--- START OF Source material ---

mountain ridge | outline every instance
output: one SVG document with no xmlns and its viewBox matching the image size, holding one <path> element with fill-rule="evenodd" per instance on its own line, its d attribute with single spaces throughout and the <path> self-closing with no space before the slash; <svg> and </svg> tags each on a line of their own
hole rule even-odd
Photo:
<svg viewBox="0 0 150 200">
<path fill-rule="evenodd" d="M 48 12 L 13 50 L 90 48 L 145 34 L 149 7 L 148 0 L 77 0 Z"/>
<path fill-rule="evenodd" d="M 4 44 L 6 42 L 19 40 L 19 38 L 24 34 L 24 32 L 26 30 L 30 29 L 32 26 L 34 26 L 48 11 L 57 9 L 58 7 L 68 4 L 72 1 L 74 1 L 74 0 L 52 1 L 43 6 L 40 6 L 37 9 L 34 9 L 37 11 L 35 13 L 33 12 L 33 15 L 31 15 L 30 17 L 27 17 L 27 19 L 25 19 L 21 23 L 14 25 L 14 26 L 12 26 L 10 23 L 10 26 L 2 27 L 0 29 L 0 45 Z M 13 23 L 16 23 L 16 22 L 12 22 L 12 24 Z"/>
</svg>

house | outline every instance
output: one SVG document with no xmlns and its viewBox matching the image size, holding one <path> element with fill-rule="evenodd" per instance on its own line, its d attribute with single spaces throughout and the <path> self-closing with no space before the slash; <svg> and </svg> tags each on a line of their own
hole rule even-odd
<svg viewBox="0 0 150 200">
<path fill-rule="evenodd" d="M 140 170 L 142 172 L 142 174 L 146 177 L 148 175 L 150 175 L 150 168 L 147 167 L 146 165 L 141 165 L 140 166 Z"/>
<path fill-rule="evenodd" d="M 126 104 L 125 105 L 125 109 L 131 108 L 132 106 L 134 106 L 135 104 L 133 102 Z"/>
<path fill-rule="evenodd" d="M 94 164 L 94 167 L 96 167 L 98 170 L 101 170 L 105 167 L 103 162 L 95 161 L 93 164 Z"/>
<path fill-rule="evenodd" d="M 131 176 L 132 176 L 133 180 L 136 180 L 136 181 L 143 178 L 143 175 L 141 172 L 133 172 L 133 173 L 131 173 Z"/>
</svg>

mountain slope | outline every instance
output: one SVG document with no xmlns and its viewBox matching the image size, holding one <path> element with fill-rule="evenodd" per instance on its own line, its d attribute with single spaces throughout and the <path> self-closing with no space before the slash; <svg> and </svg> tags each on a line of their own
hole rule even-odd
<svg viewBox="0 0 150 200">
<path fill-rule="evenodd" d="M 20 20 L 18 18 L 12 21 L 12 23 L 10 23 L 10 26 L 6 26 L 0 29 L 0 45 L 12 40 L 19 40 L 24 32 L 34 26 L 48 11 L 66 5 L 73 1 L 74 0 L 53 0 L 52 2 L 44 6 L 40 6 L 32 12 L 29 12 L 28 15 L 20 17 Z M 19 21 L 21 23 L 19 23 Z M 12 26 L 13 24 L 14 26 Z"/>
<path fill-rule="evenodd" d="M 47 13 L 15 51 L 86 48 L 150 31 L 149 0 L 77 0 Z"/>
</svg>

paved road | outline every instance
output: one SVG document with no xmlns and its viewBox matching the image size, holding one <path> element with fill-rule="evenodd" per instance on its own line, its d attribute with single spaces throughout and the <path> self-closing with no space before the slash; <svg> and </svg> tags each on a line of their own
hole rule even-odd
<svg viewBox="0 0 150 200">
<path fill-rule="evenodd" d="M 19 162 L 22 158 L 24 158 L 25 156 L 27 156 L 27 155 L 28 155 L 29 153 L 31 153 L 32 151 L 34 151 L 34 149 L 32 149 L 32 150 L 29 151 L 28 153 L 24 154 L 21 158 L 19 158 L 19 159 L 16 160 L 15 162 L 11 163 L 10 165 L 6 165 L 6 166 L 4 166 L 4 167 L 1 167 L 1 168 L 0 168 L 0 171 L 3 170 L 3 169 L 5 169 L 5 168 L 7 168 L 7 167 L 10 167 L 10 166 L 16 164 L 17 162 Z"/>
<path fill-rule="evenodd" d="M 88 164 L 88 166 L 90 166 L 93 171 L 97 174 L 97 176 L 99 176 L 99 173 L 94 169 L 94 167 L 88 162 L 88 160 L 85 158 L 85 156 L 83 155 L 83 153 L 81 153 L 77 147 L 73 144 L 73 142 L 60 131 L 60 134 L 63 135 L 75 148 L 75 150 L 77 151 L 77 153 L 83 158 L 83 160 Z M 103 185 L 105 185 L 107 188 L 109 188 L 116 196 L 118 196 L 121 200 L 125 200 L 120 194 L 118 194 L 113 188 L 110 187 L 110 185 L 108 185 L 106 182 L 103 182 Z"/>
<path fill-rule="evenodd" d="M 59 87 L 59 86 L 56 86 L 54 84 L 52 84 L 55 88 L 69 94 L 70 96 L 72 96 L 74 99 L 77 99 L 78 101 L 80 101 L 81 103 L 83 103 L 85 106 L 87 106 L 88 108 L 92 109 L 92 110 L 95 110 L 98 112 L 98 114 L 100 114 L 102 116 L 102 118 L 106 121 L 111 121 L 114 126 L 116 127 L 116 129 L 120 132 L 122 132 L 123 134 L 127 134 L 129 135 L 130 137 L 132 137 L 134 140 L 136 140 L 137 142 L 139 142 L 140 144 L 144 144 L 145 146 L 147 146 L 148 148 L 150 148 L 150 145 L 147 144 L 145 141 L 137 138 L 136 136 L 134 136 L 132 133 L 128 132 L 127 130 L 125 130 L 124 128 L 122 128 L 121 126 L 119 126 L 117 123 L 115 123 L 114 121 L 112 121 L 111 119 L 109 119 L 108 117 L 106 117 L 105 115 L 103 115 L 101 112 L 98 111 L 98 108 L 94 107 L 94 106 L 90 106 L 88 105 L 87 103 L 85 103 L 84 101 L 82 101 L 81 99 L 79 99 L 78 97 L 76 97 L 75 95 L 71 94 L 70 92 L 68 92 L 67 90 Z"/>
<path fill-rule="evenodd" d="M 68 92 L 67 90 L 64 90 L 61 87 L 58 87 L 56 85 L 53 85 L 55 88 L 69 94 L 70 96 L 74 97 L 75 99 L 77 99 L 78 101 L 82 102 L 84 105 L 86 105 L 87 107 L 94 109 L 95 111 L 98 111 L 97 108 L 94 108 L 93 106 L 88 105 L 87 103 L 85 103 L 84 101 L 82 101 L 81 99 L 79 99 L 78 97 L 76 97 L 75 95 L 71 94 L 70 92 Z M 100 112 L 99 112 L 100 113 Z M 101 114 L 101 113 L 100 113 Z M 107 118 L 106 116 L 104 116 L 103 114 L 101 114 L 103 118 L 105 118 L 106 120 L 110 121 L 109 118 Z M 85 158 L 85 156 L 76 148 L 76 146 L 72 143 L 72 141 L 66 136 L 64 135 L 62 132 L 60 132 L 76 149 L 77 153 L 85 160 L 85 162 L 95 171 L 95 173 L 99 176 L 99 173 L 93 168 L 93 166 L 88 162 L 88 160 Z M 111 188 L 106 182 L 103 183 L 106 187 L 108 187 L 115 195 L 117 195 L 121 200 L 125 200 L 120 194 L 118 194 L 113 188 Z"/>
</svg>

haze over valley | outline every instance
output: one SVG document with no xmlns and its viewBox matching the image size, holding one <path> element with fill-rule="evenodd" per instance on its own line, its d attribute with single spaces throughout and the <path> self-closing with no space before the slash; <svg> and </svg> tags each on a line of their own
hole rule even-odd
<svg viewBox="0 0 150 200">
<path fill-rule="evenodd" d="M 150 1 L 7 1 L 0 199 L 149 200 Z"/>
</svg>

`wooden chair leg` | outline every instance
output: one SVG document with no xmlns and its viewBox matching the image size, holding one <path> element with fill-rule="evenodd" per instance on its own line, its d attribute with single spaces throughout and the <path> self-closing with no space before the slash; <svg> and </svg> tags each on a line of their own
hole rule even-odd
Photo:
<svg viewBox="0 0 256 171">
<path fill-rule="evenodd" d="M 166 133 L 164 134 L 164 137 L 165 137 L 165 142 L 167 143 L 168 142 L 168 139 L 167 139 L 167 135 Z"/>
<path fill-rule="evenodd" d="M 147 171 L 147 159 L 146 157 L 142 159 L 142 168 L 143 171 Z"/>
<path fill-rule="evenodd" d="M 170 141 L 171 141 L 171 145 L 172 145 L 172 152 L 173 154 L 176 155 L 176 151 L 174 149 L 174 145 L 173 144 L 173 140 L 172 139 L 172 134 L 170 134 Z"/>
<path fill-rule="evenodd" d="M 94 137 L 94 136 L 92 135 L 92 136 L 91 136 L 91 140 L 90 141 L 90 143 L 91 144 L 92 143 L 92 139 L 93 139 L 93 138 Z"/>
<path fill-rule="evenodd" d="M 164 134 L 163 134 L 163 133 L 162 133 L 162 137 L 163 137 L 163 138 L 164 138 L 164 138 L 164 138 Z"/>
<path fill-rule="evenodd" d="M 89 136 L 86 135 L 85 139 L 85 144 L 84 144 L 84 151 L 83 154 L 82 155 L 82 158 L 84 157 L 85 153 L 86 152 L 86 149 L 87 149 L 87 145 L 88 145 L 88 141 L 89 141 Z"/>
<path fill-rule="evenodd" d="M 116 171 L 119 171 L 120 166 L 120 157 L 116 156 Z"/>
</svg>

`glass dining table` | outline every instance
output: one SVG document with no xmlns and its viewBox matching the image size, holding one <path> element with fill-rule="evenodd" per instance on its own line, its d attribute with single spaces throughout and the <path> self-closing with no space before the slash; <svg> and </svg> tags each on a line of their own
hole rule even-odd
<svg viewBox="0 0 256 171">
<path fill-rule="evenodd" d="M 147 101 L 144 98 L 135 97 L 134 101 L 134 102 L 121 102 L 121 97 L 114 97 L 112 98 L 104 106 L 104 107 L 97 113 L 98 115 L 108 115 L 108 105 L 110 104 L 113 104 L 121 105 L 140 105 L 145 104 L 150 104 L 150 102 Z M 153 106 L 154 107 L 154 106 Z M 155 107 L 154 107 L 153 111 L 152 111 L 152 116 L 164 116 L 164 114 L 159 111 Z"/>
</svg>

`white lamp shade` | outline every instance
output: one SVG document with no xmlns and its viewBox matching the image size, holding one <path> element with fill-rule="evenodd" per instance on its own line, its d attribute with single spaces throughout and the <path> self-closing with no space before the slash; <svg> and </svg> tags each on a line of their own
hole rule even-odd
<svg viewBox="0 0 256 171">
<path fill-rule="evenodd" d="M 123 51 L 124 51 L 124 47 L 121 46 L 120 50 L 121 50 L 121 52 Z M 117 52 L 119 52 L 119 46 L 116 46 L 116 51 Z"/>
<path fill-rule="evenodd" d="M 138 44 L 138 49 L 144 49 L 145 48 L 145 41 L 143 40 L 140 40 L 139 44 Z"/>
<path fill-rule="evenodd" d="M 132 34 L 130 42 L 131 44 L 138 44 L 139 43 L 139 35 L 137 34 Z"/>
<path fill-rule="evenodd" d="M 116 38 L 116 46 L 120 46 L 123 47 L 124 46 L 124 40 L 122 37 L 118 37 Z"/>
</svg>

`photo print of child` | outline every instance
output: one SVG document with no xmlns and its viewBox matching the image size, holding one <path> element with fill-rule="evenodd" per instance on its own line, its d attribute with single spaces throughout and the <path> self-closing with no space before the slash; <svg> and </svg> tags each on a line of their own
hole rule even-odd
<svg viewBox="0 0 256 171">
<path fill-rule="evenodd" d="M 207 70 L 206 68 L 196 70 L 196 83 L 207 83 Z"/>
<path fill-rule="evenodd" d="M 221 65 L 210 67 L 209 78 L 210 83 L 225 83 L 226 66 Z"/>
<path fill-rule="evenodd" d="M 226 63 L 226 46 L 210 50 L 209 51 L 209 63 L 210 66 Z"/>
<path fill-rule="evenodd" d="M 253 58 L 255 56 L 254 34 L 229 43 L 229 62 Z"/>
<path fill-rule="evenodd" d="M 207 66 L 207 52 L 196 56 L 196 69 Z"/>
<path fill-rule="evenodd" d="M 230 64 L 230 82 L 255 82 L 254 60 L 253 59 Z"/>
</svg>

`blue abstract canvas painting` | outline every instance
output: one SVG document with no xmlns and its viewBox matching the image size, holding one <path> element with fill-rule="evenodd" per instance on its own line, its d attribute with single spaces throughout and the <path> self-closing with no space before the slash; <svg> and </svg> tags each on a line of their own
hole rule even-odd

--- END OF Source material ---

● Stated task
Pick out each line in the records above that contains the word "every", and copy those lines.

● Task result
mountain ridge | outline every instance
house | outline every instance
mountain slope | outline every instance
paved road | outline every instance
haze over valley | outline every instance
`wooden chair leg` | outline every instance
`glass dining table` | outline every instance
`white lamp shade` | outline every instance
`photo print of child` | outline every instance
`blue abstract canvas painting` | outline every instance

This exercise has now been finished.